* THE REQUEST *
Reproduce the data below verbatim, keeping every line unchanged and in its original order.

* SUPPLIED MATERIAL *

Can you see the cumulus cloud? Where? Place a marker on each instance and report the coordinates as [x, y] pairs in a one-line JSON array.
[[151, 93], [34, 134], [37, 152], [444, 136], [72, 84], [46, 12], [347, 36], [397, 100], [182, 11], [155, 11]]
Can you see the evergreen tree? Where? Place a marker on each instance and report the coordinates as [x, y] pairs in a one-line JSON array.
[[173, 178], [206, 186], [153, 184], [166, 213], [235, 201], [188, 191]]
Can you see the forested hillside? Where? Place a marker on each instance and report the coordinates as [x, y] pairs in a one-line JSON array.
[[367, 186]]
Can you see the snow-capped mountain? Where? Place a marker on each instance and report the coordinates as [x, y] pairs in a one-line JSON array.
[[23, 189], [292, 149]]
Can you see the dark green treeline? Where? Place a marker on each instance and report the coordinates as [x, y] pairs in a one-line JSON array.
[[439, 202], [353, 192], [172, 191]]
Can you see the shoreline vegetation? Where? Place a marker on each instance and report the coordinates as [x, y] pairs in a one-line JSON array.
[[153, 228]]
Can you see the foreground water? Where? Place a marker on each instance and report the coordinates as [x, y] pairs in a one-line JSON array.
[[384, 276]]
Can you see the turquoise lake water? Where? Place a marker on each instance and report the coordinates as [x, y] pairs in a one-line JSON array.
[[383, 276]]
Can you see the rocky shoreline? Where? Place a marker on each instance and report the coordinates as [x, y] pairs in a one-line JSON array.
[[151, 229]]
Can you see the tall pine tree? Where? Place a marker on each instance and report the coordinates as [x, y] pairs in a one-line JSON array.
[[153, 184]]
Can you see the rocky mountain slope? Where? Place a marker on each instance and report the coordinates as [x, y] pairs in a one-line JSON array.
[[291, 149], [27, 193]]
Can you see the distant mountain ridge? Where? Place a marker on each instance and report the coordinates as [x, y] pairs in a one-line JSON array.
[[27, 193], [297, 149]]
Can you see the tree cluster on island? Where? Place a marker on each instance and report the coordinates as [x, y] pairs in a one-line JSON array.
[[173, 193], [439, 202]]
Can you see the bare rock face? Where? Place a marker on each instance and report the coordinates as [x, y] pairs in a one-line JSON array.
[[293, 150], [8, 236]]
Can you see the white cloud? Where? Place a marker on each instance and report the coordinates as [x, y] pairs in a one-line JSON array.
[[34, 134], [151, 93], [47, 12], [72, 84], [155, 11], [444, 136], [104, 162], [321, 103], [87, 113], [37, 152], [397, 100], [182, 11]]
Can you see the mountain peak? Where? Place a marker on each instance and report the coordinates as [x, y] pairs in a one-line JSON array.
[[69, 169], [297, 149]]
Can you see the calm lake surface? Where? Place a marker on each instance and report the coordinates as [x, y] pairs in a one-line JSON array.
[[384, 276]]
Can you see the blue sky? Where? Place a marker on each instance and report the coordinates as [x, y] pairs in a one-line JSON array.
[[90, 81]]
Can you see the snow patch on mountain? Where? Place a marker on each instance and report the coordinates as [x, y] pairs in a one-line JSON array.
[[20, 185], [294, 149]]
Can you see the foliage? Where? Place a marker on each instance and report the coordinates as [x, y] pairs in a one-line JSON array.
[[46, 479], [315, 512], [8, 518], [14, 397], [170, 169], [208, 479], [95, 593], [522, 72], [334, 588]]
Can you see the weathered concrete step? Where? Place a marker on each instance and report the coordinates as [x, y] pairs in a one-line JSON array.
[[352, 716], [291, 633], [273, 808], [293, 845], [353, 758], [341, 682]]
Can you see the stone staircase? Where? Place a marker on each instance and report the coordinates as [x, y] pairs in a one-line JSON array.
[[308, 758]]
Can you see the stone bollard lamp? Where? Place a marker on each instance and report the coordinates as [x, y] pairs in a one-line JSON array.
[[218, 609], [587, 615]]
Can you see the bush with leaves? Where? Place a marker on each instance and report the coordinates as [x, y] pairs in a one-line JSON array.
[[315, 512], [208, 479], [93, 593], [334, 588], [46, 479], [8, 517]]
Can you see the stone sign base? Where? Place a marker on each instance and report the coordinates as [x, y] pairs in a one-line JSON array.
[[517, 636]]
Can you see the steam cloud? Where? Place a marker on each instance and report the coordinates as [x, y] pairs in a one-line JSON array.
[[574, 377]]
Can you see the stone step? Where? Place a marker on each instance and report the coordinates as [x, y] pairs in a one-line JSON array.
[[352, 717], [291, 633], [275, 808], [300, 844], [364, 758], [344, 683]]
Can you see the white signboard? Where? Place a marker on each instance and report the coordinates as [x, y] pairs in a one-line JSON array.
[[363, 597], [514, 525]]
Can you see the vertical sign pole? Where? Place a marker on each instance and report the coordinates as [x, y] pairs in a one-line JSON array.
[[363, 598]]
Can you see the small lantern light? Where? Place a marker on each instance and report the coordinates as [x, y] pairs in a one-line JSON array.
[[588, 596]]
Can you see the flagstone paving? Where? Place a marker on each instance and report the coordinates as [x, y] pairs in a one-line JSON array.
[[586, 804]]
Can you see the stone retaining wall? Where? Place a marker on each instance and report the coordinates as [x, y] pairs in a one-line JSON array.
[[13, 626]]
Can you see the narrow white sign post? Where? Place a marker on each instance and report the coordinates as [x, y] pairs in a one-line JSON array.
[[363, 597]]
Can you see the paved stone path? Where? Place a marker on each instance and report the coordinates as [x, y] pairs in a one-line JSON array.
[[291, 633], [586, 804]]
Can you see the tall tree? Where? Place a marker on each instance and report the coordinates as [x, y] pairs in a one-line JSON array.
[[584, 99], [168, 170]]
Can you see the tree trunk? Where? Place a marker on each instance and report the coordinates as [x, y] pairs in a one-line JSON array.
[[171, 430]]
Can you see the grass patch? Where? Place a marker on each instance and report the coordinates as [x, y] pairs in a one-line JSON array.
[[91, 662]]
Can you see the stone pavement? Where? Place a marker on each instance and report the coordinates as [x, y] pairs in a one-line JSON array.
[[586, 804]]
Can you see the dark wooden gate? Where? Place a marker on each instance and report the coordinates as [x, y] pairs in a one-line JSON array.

* COMPLETE OUTPUT *
Can you see the cumulus cloud? Where? Place a marker on each instance and report the coordinates as [x, y] pairs in a one-line JSON array.
[[151, 93], [34, 134], [37, 152], [444, 136], [72, 84], [46, 12], [347, 36], [397, 100], [182, 11], [155, 11]]
Can you see the evergreen tree? Where? Place a marker on each instance and report the coordinates as [x, y] pairs in a one-line JSON array.
[[173, 178], [206, 186], [153, 184], [166, 213], [235, 201], [188, 191]]
Can you see the forested hillside? Where? Place a marker on each instance and report the coordinates as [x, y] pairs in a one-line JSON array.
[[367, 186]]
Can you see the snow-capped mountain? Where? Place a marker on each instance and report the coordinates as [x, y] pairs in a one-line JSON array.
[[23, 189], [292, 149]]
Can you see the dark green treeline? Where? Place a marker on each instance and report the coordinates as [x, y] pairs in a one-line JSON array.
[[439, 202], [353, 192], [172, 191]]
Can you see the shoreline vegetation? Where? Place a marker on each instance and report the coordinates as [x, y] pairs in a one-line JSON array.
[[153, 228]]
Can you see the foreground water? Where? Place a marker on each instance and report the coordinates as [x, y] pairs in a one-line JSON array.
[[384, 276]]
Can you see the turquoise lake water? Where? Place a marker on each instance and report the coordinates as [x, y] pairs in a one-line JSON array.
[[383, 276]]
Can you see the rocky shoreline? Where? Place a marker on each instance and report the coordinates as [x, y] pairs in a one-line JSON array.
[[151, 229]]
Can you see the tall pine tree? Where? Place a marker on each instance and report the coordinates as [x, y] pairs in a one-line JSON array.
[[153, 184]]
Can you see the rocky mountain slope? Where? Place a marker on each instance and report the coordinates as [x, y] pairs in a one-line JSON array.
[[291, 149], [27, 193]]
Can you see the distant mountain ridge? Where? Place a marker on each instance and report the coordinates as [x, y] pairs in a one-line JSON array.
[[27, 193], [297, 149]]
Can you see the tree cluster on island? Where? Place a marker on each instance and report the coordinates as [x, y] pairs in a one-line JSON array.
[[173, 193], [439, 202]]
Can you see the bare rock face? Where? Place a marker on each instance and report the coordinates as [x, y] pairs in a one-line JSON array.
[[293, 150], [8, 236]]
Can you see the white cloud? Where? Place a marker on each instance and report the coordinates as [x, y] pairs in a one-line JSON array.
[[34, 134], [151, 93], [47, 12], [72, 84], [155, 11], [444, 136], [104, 162], [321, 103], [87, 113], [37, 152], [397, 100], [182, 11]]
Can you see the mountain peak? Where? Place a marker on each instance and report the coordinates as [x, y] pairs in a one-line JSON array.
[[69, 169], [297, 149]]
Can you see the calm lake surface? Where? Place a marker on each instance and report the coordinates as [x, y] pairs in a one-line JSON array.
[[384, 276]]
Can you see the blue sky? Where? Place a marker on each instance and report the coordinates as [x, y] pairs in a one-line JSON array.
[[90, 81]]
Can you see the snow patch on mountain? Where? Place a marker on each instance and report the coordinates as [x, y] pairs in a one-line JSON array.
[[20, 185], [294, 149]]
Can you see the foliage? Where? Place a marker on each instance and report the coordinates as [x, y] pairs in a one-line JSON array.
[[46, 479], [315, 512], [8, 518], [14, 397], [170, 169], [208, 479], [95, 593], [522, 72], [334, 588]]
Can you see the weathered concrete step? Where? Place a marker on each instance and report the coordinates as [x, y] pairs in a one-line JSON array.
[[352, 716], [291, 633], [273, 808], [293, 845], [353, 758], [341, 682]]
Can you see the stone staircase? Where? Place a marker on each instance and report the coordinates as [x, y] pairs in a one-line JSON array.
[[308, 758]]
Can you see the stone bollard lamp? Where? Place a marker on each instance and report the coordinates as [x, y] pairs in a one-line JSON array.
[[218, 609], [587, 615]]
Can you see the bush with leaves? Where? Place a marker on each instance and report the coordinates as [x, y] pairs in a one-line JSON array.
[[315, 512], [208, 479], [93, 593], [334, 588], [46, 479], [8, 517]]
Can you see the stone sign base? Where? Place a marker on each instance and report the coordinates as [x, y] pairs in a one-line JSON array.
[[517, 636]]
Can you see the steam cloud? Where? Place a marker on each instance and report the coordinates as [x, y] pairs in a one-line JSON array.
[[574, 377]]
Can you see the stone step? Where? Place a marker on each instance and report the coordinates as [x, y] pairs in a one-line JSON array.
[[352, 717], [291, 633], [275, 808], [300, 844], [364, 758], [344, 683]]
Can you see the white signboard? Where? Place a marker on each instance and report the coordinates as [x, y] pairs in a one-line JSON array.
[[363, 597], [514, 525]]
Can you see the vertical sign pole? Where? Place a marker on each instance and report the coordinates as [x, y] pairs in a one-line JSON array.
[[363, 598]]
Can you see the small lantern light? Where? Place a marker on each instance and report the coordinates as [x, y] pairs in a one-line JSON array.
[[588, 596]]
Can you see the flagstone paving? Where? Place a marker on each instance and report the coordinates as [x, y] pairs in a one-line JSON array.
[[586, 804]]
Can you see the stone retaining wall? Where? Place a marker on each instance and report the coordinates as [x, y] pairs in a one-line JSON array.
[[13, 626]]
Can you see the narrow white sign post? Where? Place a marker on each instance and report the coordinates as [x, y] pairs in a one-line JSON array.
[[363, 597]]
Can you see the paved stone path? Where? Place a marker on each instance and report the coordinates as [x, y] pairs in a one-line JSON array.
[[291, 633], [586, 804]]
Can you see the tall tree? Where? Place a marker on each instance and report the coordinates as [x, y] pairs in a one-line JSON array.
[[584, 99], [168, 170]]
Can you see the tree trunk? Where? Place a marker on each instance and report the coordinates as [x, y] pairs in a one-line JSON array.
[[171, 430]]
Can you see the grass patch? Where? Place a marker on each instance and report the coordinates as [x, y] pairs in a one-line JSON array.
[[91, 662]]
Can you see the stone pavement? Where? Place a marker on each instance and report the coordinates as [x, y] pairs in a one-line JSON array.
[[586, 804]]
Can you see the dark wooden gate? Where? Place a marker on each instance and report the coordinates as [x, y] pairs in a one-line JSON array.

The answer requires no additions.